** Exercise **
Copy out every row below exactly, keeping each line as it stands.

** Raw data **
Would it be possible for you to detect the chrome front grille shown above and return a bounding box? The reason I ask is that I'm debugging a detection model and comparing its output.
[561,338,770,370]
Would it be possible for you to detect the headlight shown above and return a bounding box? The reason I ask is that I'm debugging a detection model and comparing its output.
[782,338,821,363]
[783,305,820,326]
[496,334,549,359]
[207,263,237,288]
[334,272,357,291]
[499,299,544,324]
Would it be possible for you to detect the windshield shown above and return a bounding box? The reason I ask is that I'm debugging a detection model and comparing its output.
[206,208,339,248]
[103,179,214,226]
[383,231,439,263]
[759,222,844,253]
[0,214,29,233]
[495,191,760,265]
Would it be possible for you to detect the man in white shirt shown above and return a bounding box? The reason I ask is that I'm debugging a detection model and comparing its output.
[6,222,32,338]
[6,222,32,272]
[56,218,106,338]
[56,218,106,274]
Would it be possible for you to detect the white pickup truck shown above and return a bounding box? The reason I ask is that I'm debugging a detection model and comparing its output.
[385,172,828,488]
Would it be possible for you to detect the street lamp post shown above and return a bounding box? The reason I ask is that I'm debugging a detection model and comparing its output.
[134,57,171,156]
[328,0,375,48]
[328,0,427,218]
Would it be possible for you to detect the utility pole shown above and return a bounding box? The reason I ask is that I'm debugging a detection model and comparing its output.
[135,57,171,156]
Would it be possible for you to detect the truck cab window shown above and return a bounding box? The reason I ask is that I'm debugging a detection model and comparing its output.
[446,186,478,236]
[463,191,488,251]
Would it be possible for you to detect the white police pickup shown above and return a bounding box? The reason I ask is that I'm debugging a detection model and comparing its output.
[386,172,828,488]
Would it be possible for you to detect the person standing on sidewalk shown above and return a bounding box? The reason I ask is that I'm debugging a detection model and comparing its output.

** Result **
Would it be possible for you to detect the chrome front grille shown above and return a bounding box? The reason I ask is that I'm debugging a detection model and comparing its output.
[561,338,770,370]
Would it be possible for you to detect the headlight shown above and return a bounding box? The reason I ask is that I'm debugging a detection model and comparing its output.
[782,338,821,363]
[783,305,820,326]
[496,334,549,359]
[207,263,237,288]
[334,272,357,291]
[499,299,544,324]
Would it be possible for you to detect the windshield shown above and return a bounding box? The reason I ask is that I'm debugging a detection model and comparing its output.
[206,208,339,248]
[103,179,214,226]
[383,231,439,263]
[759,222,844,253]
[0,214,29,233]
[495,191,760,265]
Would it be possible for you to detect the man in white shirt shown above and return a bounding box? The reason I ask is that I'm debugging a detection model and comparing its output.
[6,222,32,338]
[6,222,32,272]
[56,218,106,338]
[56,218,106,274]
Would it be possible for you to detect the white pickup truck shown above and return a bounding box? The reason I ask is that I'm debugging a detection model and comparing its output.
[385,172,828,488]
Would it be possible for you to detect the street lamp post shown above and return a bounding box? The reason I ask is that I'm debugging a detection model and comparing its output.
[134,57,171,156]
[328,0,375,48]
[328,0,427,218]
Would it be possible for you to detect the utility pole shown above and return a bounding box? The reason I ask is that I'm debugging a detection model and comparing its output.
[135,57,171,156]
Would it be possible for you to detect the truck cab window shown above and return a bounding box? The reason I ask is that I'm debugging a detection model and comparing its output.
[446,186,478,236]
[463,191,488,251]
Would it be possible for you to detect the white police pickup shown above and return a bounding box? The reason I ask is that I'm debugging a detection model and comparing its output.
[386,172,828,488]
Would it be possible for you to detect the person standing on sidewalk shown above and return a bounding box? The reason I ask is that I'm debugging a detection model and comparing its output.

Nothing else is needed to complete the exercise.